STATED EXERCISE: Continue the oxtail recipe text, picking up after its last sentence.

PASSAGE:
□ □ □ □

I love oxtail and have tried countless recipes, far too many to list here. Even as I type this, I'm simmering the oxtail I bought at La Bodega according to the simplest Spanish recipe, from the new 1080 Recipes from Phaidon Press, which, banking on the success of its The Silver Spoon, the translation of an Italian classic, is figuring the popularity of Spanish cuisine will make this one a success as well. Look for an assessment of 1080 Recipes in my Consumed column in The Miami Herald soon -- I have to try a few more recipes first.

This Spanish rabo guisado is nothing but the pieces of oxtail simmered in water with carrots, onions studded with cloves, black peppercorns, white wine, bay leaf and salt. It should be simmered uncovered so the broth cooks down, and when the meat is falling off the bone, one should remove it, bone it and place in a warm plate. Remove the bay leaf and peppercorns. Puree the broth and veggies and pour over the meat. Serve with mashed potatoes. Easy.

□ □ □ □

A run of records
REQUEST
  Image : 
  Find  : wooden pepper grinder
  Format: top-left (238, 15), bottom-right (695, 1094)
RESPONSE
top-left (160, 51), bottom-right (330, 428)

□ □ □ □

EXERCISE RESULT:
When it's done I'll give the results. In the meantime, an advice I just gave a novice cook. Keep it simple. That's probably as useful as telling my kids not to do all the things I did as a kid. Young cooks fall for elaborate recipes they wind up blowing. As one gets older, one realizes how much frou-frou is just that. Leave the elaborate dishes to the clebrity chefs, or if you're a real curmudgeon, shun them altogether.

Recent postings to the story I wrote on Brazilian rodizio steakhouses carried a familiar theme of much "Anglo" lamenting about how we dreadful Latinos have ruined Miami: they boasted about cheap burger and rib joints from the old days and how much better they were than these overpriced Latin American eateries. Dudes -- and y'all tend to be dudes -- you're preaching to the choir. If you follow anything I write you know that dining at cheap burger and rib joints I'm as happy as a pig in... well, as a pig happily pigging out.

And to the reader who said an old fish place made a well known one I'd written about feel like a redneck joint, my only reply is... and? I grew up on the gulf coast, boy, and I fail to see what's wrong with redneck joints.

Pass the Wild Turkey and let them eat oxtail.

Posted by Enrique Fernández at 10:39 AM on October 14, 2007 in Food and Drink | Permalink | Comments (0) | TrackBack (0)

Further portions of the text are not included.